» Quoted text:
After Bans, Tobacco Tries Direct Marketing
After Bans, Tobacco Tries Direct Marketing
Second of a three-part series.
Tobacco Advertising History
Call For Philip Morris: A History Of The Tobacco Giant's Advertising Campaigns.
Media no longer available
You can see more tobacco advertisements by contacting the Center for the Study of Tobacco and Society, or by visiting tobacco.org and tobaccovideos.com.
Profiles Of Key Players
One of the major figures in the tobacco case is now governor of Washington, while another sits in a Kentucky jail. Read more about the people involved in the settlement.
More From This Series
Wednesday on Morning Edition, in the last installment of this series about the 1998 tobacco settlement, Debbie Elliott will consider the future of the tobacco industry with a visit to Philip Morris' Center for Research and Technology in Richmond, Va.
In previous reports, Elliott looked at what states have done with the tobacco funds and gave an overview of changes that have taken place since the settlement.
For decades, tobacco companies used cartoon characters to sell cigarettes. During the 1960s, Winston sponsored The Flintstones, and Fred himself sang the indelible jingle, "Winston tastes good, like a cigarette should." And for audience members who were too young to smoke, Flintstone candy cigarettes came in pink with Wilma on the pack and green (menthol) with Barney.
In 1971, Congress banned broadcast ads by tobacco companies — but it still allowed print and billboards.
"[Advertising] went on right through the 1990s," says Dr. Alan Blum, director of the Center for the Study of Tobacco and Society at the University of Alabama, home to a vast tobacco marketing archive. A family physician, Blum has spent his career documenting how, for generations, the tobacco industry made smoking appealing.
"My father was a family doctor," Blum recalls. "And when we would be watching the Dodger games in Brooklyn, he would get very upset, and I found out he was upset because in the background you could see the billboard for Lucky Strikes. If you were a Dodger fan you were for Luckies. If you were for the Giants, you were a Chesterfield smoker. If you were for the New York Yankees, you were for Camels."

» Data section:
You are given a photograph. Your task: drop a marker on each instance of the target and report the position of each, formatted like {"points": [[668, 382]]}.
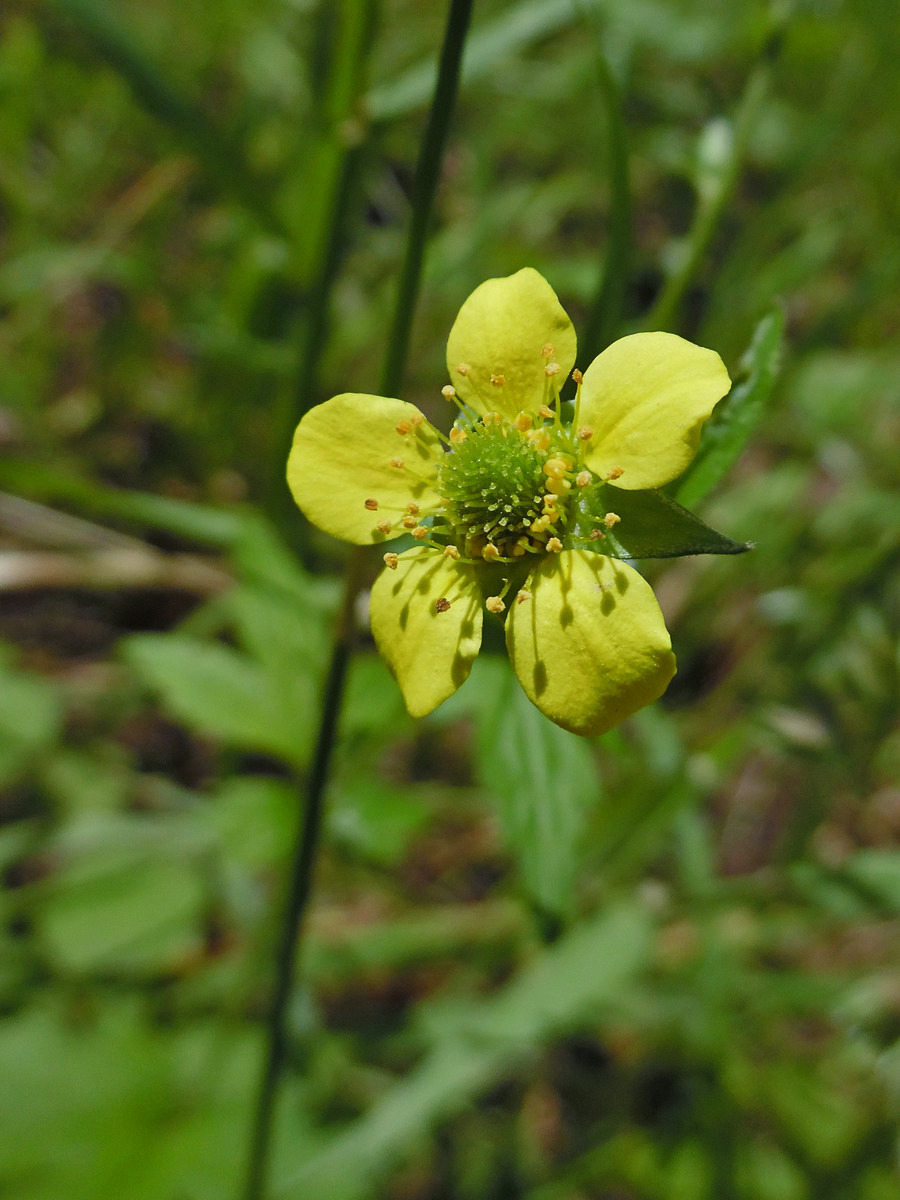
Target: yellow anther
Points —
{"points": [[557, 467]]}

» Required task: Pick up the tobacco marketing article after its final sentence and write the next part.

» Expected output:
Ten years ago, much of that stopped. The tobacco industry agreed to do away with some of its most famous advertising icons.
"The Marlboro Man will be riding into the sunset on Joe Camel," Bob Butterworth said in the late 1990s.
Butterworth was Florida's attorney general, and the marketing restrictions were part of a $246 billion settlement between Big Tobacco and states that had sued the industry over the public health costs of smoking.
The settlement changed the way cigarettes are marketed. The public no longer sees tobacco advertised on billboards, or on taxicabs and buses. Sports sponsorships have been limited. And cigarette companies cannot use cartoon characters, or give away brand-name merchandise like T-shirts and backpacks.
Since 1998, smoking rates have dropped by 5 percentage points, falling below 20 percent for adults in 2007 for the first time since the government started collecting the data.
Still, the settlement gets mixed reviews. Blum says he does not see it as a watershed in the tobacco wars.
"To play this as some kind of victory over Big Tobacco really overlooks what it did and didn't do," Blum says. "It was a money grab."
Blum says the deal simply shifted money from tobacco companies to states — many of which then failed to use it to fight smoking. Instead, he says, the states became dependent on the funds to build roads or schools or repay debt.
"It's a bad deal," Blum says.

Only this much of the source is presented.